I think trent is on top with the greatest of all time. But there's only five tracks that stuck we're in this together being the best. What keeps nin around are the remixes. Theremin's are the best I've came across. You seem big on nin at least now. Are you a bigger fan than me? Am I not a real fan? Are you a better autist? Am I not autistic? Are your trolling methods beyond my comprehension? Or is the nin thing just a phase? 
Let me know because as the greatest and smooothest anon that ever graced this place it is my divine duty to pass judgment on all of societies' outcasts that share any path in life with me. Be it real life or the corrupted 5d one out there. 

After this, can we keep the music thread how it was? This thread will carry end into the next chapter as scholars come to study it to try to understand us.




 >>/152886/
If you keep being mean to me I'm going to poop your pants.
This middle segment coded or just general female stereotypes? I dated a girl who was a huge poser like that. She was kind dumb but she sucked my dick and fucked me upon request so I let it slide.
This isn't just a phase dad! This is who i really am inside! Uhhhhnn!!! I hate you and I wish my wife was still alive! *slams door*
I don't know, my trolling is generally just being stupid and weird and doing whatever the fuck I want and teasing the people who are upset with me knowing full well that they're generally doing more harm to their mental health than my own. 
Like some of them have their shit together but most are total losers with basically nothing seething at the fact that in their eyes I'm ugly as shit, incredibly stupid and have no real personality and yet I do the impossible and attract beautiful women because I have some kinda black magic or something like that all well not fully apricating what I have well they would totally worship the ground of of the women I get if they gave them a chance (not really they'd be significantly shittier to them than me but they lack self awareness) and sometimes I just kinda skitzopost/ramble like this and some ppl read it, idk why fuck half the time I barely even remember what the fuck I say because I really don't think, I just turn my brain off and spew this shit.

Anyway, yeah. I had just said Hi to my buddy Dela when he saw me and we got back in touch in private after, you are in fact the one who is turning this thread into yet another "doomtranny samefagging spam filled bullshit thread" or whatever. If you think about it, I'm really the victim here. I just wanted to say hi and now everything is about me and I'm already getting called a pedro. But yeah, I'm totally happy to just let this thread be what it was before I had arrived. Maybe just stop encouraging my retardation and just let me do my thing and not turn my antics disruptive? i dunno, food for thought.

- Excerpted records:
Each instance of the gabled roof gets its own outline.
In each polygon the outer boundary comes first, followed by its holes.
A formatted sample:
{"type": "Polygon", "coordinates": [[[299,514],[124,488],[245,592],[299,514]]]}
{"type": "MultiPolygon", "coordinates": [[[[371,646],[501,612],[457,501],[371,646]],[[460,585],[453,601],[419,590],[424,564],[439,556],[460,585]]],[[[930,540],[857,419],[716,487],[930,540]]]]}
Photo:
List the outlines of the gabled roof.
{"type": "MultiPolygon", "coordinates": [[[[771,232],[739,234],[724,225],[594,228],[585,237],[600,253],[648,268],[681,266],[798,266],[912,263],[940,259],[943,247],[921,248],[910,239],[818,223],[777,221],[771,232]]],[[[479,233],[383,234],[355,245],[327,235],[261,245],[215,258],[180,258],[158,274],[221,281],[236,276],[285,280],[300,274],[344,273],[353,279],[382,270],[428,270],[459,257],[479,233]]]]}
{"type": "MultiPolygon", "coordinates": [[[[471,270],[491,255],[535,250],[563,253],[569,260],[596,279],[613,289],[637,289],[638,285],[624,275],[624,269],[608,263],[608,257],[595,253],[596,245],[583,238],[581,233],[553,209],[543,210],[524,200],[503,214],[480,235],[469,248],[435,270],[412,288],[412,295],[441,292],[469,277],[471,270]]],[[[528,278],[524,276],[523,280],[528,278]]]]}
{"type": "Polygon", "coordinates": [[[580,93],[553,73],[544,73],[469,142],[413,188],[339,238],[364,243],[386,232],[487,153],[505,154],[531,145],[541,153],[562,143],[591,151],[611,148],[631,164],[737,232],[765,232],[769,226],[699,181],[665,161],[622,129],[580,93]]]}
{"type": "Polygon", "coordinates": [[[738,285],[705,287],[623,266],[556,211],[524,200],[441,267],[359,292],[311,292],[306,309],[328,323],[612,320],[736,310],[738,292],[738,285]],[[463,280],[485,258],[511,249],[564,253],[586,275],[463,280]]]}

- What is required:
Reproduce the forum posts word for word, starting at "This middle segment" and ending at "let it slide.".

- Expected answer:
This middle segment coded or just general female stereotypes? I dated a girl who was a huge poser like that. She was kind dumb but she sucked my dick and fucked me upon request so I let it slide.